> [EXERCISE AIM]: Where does the word "black" occur in the entries below? Copy every line that has it.
(Beginning of RECORDS SUPPLIED)
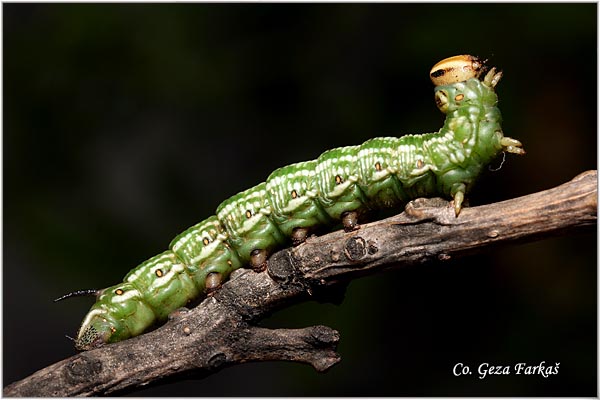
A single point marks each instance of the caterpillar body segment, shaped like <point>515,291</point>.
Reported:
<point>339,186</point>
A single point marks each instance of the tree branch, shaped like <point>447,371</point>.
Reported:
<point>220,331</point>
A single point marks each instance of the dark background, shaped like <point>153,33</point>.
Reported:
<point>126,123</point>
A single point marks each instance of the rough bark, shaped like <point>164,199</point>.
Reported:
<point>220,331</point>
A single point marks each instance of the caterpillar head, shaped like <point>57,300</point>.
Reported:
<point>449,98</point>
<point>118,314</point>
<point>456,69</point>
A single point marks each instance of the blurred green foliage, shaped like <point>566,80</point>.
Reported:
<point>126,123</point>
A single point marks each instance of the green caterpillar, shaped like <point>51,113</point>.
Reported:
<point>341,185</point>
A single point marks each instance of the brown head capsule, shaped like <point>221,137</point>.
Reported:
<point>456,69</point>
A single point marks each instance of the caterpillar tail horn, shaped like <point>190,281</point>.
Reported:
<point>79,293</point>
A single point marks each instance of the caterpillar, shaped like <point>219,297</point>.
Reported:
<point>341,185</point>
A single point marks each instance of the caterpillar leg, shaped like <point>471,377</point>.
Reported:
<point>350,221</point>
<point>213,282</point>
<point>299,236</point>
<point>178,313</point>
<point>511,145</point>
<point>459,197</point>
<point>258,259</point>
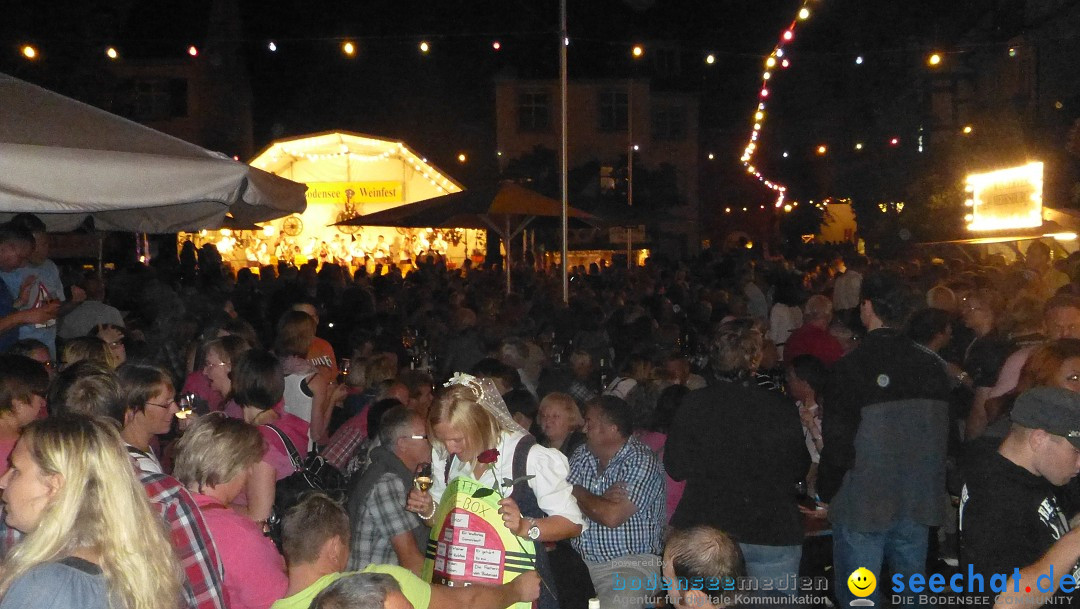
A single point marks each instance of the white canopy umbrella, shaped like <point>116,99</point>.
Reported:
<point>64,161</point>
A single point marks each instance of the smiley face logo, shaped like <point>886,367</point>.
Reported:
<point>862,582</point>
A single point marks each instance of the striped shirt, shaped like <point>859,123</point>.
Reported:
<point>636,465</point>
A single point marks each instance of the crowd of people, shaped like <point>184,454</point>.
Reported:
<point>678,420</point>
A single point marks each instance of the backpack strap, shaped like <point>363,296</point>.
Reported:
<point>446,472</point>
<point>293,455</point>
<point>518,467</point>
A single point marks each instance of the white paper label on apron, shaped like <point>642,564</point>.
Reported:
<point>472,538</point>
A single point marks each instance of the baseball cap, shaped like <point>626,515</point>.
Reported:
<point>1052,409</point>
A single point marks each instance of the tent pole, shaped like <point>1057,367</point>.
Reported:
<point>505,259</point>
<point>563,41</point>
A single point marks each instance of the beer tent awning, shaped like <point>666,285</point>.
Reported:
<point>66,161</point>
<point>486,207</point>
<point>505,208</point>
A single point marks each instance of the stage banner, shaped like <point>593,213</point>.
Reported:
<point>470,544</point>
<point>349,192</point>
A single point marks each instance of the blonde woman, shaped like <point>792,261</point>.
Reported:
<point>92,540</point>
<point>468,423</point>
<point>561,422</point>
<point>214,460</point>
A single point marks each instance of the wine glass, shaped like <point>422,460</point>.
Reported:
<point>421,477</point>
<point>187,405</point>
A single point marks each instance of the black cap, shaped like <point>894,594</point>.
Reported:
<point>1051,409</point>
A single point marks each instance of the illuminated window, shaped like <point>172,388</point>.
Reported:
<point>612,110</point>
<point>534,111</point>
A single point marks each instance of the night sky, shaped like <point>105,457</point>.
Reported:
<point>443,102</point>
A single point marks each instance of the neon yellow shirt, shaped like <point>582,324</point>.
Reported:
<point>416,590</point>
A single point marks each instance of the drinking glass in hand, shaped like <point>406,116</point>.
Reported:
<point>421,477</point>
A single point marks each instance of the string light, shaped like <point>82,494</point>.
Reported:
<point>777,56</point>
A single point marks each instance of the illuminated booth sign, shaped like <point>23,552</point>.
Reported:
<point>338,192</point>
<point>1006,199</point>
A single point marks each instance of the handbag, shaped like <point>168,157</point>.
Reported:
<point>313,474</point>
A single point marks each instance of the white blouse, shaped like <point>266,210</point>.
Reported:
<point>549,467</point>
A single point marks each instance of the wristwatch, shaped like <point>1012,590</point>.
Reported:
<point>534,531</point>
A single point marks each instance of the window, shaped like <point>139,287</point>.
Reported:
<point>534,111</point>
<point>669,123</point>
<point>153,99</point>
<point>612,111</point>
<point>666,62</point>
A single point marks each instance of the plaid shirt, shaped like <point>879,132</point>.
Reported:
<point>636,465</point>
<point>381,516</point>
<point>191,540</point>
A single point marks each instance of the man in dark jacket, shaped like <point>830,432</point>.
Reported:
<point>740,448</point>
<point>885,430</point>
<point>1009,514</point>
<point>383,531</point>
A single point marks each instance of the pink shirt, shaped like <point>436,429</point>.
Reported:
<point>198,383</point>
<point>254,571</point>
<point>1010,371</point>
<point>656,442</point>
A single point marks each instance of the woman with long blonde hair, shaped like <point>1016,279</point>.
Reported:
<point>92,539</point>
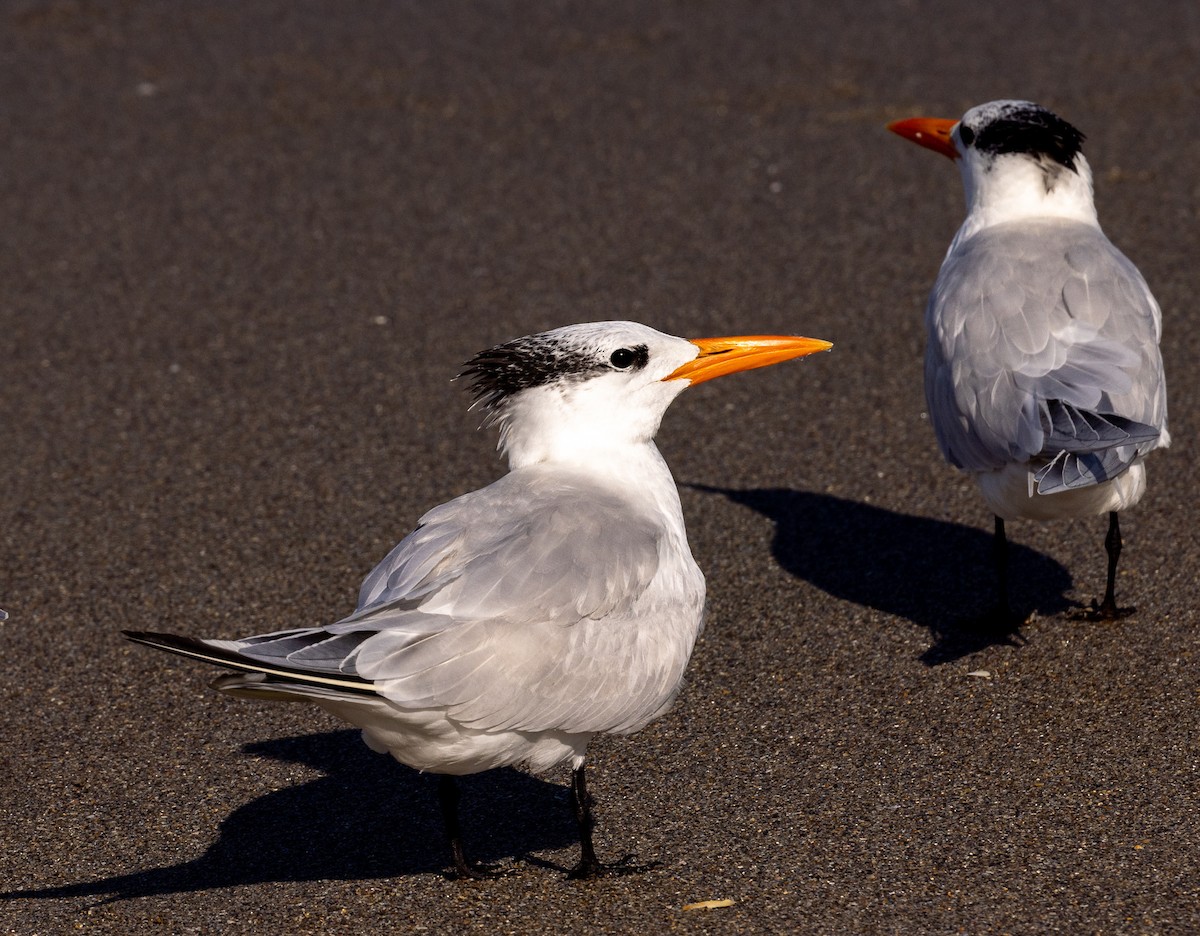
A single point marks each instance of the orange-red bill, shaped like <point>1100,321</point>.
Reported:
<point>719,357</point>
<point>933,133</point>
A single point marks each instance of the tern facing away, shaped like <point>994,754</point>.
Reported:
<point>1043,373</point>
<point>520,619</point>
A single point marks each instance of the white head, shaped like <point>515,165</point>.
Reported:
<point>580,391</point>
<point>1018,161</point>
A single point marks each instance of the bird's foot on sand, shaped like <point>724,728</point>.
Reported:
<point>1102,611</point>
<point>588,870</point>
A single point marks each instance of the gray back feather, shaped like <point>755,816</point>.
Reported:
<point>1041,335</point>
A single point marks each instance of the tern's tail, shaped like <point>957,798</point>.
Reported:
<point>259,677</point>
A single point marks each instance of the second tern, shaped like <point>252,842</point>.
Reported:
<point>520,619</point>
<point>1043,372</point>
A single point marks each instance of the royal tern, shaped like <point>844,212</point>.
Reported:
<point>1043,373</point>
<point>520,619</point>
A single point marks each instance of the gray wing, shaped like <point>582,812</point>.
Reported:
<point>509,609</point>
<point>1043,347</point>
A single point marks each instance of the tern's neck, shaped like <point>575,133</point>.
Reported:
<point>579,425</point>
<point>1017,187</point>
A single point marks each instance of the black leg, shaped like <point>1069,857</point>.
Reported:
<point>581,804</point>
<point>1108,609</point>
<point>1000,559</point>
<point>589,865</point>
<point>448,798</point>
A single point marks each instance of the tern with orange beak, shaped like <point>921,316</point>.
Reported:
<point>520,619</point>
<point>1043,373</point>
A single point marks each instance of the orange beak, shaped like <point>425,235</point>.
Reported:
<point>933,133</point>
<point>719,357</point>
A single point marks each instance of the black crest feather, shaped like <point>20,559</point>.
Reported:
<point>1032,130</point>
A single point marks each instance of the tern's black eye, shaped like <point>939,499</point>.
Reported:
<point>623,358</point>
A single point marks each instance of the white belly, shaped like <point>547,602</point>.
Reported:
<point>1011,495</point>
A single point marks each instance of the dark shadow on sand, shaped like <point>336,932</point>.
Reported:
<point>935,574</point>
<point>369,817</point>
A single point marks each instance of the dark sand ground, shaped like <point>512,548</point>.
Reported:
(End of RECORDS SUPPLIED)
> [PROBLEM SOLUTION]:
A single point marks each instance of the black cap, shaped like <point>894,594</point>.
A single point marks each instance of the black leg, shaped like <point>1069,857</point>.
A single point marks each instance of the black crest feather, shaped like <point>20,559</point>.
A single point marks each instance of the tern's black eye, shaped like <point>939,499</point>.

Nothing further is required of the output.